**EXTRACTED RECORDS:**
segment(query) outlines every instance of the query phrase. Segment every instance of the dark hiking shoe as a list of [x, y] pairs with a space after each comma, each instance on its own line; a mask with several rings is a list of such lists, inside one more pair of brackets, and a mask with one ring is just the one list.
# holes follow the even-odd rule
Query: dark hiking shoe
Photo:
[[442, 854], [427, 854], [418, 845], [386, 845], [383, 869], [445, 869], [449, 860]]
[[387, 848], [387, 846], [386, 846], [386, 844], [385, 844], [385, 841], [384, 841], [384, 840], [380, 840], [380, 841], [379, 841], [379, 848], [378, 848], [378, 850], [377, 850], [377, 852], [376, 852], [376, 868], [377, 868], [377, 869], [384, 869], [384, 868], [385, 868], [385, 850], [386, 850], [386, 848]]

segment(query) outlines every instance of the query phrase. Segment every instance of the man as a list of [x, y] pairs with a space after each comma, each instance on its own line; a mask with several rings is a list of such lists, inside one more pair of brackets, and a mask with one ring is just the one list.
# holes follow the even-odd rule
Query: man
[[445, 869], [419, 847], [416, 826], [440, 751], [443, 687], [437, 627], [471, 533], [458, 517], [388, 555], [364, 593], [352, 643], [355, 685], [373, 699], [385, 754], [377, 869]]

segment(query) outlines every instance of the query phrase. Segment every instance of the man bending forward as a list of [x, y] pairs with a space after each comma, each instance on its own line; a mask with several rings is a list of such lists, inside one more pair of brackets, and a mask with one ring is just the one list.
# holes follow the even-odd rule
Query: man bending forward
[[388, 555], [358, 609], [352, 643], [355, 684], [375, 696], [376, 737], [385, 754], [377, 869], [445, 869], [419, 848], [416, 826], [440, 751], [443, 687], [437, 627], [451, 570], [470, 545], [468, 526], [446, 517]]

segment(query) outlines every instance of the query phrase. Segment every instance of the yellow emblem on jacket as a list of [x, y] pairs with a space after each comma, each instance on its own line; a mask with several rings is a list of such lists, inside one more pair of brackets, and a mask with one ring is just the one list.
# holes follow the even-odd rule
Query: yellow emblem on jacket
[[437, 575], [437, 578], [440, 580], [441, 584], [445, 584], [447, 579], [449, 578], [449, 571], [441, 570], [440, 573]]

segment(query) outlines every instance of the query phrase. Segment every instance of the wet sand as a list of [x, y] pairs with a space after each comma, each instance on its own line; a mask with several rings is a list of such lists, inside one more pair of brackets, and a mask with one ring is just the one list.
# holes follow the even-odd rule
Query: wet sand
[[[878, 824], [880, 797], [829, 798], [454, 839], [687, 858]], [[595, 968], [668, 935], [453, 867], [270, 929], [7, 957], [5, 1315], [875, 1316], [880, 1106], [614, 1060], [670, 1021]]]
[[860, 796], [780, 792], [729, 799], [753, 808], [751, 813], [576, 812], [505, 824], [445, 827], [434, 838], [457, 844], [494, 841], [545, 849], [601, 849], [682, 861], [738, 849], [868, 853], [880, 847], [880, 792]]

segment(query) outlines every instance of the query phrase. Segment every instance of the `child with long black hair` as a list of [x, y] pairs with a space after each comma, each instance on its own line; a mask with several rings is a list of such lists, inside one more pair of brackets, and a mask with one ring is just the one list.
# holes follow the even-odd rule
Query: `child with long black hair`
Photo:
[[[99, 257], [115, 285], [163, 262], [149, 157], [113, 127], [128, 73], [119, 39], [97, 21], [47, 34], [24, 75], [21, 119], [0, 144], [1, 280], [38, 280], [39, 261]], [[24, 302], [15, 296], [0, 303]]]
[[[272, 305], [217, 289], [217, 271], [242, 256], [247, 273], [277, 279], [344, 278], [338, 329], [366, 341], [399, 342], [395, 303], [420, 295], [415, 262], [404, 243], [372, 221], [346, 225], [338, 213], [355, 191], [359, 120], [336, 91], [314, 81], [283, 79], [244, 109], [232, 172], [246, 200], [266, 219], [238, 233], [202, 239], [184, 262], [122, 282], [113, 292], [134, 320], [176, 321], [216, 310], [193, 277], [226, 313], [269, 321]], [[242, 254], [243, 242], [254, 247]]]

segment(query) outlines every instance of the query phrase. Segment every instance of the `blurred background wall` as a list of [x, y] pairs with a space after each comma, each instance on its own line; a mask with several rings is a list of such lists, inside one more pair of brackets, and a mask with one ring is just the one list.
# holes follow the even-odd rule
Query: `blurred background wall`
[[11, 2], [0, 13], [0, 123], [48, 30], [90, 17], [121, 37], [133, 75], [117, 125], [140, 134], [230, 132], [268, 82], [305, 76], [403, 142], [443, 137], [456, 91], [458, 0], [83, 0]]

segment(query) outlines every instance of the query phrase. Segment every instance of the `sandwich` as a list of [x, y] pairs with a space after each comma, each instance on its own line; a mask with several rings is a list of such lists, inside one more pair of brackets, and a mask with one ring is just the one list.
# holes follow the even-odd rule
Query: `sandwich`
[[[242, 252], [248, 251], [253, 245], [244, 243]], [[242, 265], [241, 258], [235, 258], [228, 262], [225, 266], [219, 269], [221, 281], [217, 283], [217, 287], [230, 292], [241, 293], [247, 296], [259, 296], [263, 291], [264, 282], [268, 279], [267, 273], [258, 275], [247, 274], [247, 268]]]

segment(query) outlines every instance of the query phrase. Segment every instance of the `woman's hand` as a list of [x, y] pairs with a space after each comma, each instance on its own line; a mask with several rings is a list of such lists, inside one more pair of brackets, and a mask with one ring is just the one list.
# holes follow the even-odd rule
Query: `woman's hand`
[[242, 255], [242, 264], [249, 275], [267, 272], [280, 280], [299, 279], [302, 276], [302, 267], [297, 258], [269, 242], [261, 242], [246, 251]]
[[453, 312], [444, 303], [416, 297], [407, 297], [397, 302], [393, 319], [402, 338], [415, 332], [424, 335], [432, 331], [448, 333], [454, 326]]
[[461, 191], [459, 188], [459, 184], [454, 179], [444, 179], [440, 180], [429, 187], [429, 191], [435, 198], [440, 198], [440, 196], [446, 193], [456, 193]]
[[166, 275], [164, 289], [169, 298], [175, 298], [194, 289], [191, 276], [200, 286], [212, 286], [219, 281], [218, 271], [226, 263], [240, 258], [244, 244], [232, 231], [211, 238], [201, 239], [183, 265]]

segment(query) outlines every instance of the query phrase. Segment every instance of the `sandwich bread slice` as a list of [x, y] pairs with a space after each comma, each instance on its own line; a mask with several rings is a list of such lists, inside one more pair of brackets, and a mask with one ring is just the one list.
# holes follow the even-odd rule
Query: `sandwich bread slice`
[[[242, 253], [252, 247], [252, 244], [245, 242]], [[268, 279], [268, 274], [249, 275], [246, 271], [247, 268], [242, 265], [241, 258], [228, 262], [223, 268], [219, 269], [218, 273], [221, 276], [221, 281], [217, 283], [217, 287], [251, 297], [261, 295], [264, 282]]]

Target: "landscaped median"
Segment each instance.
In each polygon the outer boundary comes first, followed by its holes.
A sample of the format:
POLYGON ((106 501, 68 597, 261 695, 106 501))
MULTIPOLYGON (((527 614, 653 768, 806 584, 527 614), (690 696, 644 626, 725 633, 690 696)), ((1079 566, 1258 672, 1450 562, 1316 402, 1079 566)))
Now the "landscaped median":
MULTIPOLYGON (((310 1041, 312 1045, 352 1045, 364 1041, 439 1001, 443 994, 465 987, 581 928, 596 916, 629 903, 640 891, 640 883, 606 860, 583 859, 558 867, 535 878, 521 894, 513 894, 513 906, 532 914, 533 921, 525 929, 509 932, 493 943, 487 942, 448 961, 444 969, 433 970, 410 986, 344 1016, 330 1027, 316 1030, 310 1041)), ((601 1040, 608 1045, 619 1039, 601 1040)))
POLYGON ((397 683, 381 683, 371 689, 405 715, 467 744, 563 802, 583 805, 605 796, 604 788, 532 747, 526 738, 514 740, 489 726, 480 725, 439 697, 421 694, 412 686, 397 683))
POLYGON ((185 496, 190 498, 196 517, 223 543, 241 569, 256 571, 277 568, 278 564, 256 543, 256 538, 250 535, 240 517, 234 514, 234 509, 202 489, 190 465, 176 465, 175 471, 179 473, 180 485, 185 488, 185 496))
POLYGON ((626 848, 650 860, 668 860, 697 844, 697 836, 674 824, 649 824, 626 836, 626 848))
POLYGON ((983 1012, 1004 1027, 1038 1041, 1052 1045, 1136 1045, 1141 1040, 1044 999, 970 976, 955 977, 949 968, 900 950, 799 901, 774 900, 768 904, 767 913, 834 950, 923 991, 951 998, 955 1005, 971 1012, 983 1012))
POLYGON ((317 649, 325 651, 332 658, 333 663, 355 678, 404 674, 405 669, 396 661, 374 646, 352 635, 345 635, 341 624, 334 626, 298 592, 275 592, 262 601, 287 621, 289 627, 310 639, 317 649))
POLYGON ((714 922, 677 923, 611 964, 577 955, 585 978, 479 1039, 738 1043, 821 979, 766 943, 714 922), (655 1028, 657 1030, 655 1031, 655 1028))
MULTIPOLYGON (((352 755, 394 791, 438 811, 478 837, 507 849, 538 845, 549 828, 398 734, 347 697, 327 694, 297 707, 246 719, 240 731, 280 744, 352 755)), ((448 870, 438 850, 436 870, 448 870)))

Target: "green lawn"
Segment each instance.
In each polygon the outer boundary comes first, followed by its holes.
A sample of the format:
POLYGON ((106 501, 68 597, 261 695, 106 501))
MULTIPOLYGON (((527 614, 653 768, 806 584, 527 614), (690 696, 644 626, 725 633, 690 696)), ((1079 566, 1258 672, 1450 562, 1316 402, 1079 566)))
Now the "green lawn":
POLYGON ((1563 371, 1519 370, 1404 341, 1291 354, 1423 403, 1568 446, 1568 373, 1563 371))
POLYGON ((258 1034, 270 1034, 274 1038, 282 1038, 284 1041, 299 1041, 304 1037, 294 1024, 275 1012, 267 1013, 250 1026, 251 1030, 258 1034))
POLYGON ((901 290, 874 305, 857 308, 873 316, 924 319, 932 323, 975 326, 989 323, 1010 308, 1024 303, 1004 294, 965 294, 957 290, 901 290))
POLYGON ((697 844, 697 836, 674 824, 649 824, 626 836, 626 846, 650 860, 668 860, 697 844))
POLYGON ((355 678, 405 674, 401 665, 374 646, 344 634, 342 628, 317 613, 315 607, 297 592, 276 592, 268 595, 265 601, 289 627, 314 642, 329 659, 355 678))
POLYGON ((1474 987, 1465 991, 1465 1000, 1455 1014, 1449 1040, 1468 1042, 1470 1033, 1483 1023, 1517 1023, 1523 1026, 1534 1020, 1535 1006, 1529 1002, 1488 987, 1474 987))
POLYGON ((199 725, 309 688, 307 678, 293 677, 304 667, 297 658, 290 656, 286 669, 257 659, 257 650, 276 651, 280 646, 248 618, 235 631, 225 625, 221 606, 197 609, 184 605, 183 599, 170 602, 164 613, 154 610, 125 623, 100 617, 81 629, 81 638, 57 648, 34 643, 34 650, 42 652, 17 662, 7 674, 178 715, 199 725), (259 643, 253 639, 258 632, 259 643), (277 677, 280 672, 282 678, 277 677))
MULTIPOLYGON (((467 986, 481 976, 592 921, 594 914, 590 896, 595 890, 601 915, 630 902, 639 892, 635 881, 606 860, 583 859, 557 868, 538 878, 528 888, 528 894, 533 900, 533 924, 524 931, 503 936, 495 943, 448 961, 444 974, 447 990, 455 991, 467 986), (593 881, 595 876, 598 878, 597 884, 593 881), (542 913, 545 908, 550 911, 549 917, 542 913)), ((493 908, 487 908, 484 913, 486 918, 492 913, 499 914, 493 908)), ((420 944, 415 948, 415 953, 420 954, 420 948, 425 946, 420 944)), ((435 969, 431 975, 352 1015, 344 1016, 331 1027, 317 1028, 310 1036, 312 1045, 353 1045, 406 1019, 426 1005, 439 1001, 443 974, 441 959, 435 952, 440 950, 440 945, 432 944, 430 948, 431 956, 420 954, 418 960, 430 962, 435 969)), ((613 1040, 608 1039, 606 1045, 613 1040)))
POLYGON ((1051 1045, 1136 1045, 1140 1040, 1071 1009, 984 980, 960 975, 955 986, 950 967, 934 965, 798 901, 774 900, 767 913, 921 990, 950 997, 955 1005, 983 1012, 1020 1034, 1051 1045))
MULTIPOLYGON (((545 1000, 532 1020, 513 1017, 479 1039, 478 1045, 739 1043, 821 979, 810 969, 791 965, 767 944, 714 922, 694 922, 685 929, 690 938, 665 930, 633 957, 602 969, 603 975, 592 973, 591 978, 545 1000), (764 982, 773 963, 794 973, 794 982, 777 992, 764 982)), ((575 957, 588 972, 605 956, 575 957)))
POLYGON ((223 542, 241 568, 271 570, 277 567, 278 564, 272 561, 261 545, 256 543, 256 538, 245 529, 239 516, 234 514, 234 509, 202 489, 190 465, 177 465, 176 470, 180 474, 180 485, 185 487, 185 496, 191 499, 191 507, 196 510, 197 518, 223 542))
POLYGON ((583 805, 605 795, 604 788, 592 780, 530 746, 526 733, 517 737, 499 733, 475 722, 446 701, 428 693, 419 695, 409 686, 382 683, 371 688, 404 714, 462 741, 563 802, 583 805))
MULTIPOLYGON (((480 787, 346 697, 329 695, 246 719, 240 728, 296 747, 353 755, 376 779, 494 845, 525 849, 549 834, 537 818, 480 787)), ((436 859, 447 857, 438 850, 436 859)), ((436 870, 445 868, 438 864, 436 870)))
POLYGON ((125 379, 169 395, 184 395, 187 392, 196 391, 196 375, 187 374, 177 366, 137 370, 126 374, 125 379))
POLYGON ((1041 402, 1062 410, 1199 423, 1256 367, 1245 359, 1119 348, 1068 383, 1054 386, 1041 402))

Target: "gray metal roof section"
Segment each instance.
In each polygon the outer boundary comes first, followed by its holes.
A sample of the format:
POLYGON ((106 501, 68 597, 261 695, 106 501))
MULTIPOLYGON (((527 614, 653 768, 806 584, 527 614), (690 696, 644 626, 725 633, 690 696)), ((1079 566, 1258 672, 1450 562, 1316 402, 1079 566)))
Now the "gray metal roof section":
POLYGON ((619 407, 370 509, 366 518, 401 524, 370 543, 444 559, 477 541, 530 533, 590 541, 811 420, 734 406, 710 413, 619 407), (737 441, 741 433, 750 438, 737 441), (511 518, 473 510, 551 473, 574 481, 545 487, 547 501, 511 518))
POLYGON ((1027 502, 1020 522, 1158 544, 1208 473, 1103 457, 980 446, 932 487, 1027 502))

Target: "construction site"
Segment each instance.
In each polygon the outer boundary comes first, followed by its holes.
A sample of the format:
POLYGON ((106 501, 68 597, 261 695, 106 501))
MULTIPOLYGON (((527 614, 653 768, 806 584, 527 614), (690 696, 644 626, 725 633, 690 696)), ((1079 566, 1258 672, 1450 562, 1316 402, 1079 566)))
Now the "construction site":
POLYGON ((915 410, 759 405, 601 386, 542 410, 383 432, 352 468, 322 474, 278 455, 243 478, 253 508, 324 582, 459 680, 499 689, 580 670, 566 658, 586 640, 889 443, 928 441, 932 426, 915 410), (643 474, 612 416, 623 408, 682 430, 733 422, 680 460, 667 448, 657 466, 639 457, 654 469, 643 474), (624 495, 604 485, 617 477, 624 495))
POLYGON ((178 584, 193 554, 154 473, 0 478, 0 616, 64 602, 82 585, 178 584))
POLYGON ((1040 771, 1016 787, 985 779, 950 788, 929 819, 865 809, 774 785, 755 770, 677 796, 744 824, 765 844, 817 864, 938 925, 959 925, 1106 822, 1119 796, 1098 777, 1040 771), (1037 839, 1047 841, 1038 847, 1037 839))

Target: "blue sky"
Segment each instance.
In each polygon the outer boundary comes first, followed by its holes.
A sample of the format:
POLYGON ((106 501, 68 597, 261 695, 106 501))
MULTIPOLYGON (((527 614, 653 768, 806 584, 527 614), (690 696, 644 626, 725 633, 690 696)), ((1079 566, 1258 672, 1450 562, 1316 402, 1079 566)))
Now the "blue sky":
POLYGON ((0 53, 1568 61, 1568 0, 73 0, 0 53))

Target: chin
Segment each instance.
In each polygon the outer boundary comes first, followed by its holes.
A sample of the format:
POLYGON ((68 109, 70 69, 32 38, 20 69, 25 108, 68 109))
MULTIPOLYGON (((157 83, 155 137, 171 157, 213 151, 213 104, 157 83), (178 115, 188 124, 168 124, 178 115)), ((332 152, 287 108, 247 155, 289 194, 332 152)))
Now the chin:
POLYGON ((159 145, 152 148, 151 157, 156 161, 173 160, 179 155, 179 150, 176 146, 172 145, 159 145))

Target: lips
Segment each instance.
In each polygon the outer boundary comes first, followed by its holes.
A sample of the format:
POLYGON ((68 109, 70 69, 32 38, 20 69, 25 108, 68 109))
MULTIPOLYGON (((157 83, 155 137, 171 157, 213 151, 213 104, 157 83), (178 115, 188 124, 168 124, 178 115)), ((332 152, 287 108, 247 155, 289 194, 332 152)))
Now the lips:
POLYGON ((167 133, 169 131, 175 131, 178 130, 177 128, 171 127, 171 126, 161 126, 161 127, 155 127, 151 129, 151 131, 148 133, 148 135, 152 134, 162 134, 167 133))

**PROBLEM TO WORK ON:** Pick each line holding "long" out of the entries above and return it.

**ANSWER AREA:**
segment(query) outlines every instance of the query phrase. Segment every instance of the `child with long black hair` as a list of [x, y] pairs with a space after each comma, each instance on its own line; a mask with several rings is a list of such lists, inside one more pair of brackets, and a mask with one ring is just the one list.
Query: `child with long black hair`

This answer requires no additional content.